#### WHAT TO WORK ON
Copy every line that contains the string "head" from the entries below.

#### PROVIDED RECORDS
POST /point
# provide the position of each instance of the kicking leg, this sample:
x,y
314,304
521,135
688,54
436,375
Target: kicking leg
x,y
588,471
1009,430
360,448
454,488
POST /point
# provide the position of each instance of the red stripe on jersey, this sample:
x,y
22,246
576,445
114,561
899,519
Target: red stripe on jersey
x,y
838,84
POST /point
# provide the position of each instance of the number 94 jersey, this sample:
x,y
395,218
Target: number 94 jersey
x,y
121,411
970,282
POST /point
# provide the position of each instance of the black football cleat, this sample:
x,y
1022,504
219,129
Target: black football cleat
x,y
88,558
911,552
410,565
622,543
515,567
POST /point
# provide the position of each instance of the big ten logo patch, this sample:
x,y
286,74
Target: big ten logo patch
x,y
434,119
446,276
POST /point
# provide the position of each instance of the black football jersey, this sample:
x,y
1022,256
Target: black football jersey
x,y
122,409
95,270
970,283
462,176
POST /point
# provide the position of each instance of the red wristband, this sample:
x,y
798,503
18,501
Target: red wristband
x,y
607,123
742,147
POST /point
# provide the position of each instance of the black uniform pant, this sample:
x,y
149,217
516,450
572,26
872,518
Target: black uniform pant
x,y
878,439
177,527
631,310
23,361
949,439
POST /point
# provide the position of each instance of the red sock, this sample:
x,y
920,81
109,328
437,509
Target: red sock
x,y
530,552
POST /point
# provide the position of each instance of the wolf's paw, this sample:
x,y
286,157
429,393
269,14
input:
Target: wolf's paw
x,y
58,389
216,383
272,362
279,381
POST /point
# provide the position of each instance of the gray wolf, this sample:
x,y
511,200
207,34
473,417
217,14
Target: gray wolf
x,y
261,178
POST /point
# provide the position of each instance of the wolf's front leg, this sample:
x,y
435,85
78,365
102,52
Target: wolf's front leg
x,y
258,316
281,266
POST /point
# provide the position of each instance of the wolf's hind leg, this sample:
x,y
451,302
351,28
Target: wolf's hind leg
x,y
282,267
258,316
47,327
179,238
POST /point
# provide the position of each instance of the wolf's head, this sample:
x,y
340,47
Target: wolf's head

#### SOLUTION TO THIS PROBLEM
# provide the position of each instance of the wolf's head, this sample:
Target: wolf's head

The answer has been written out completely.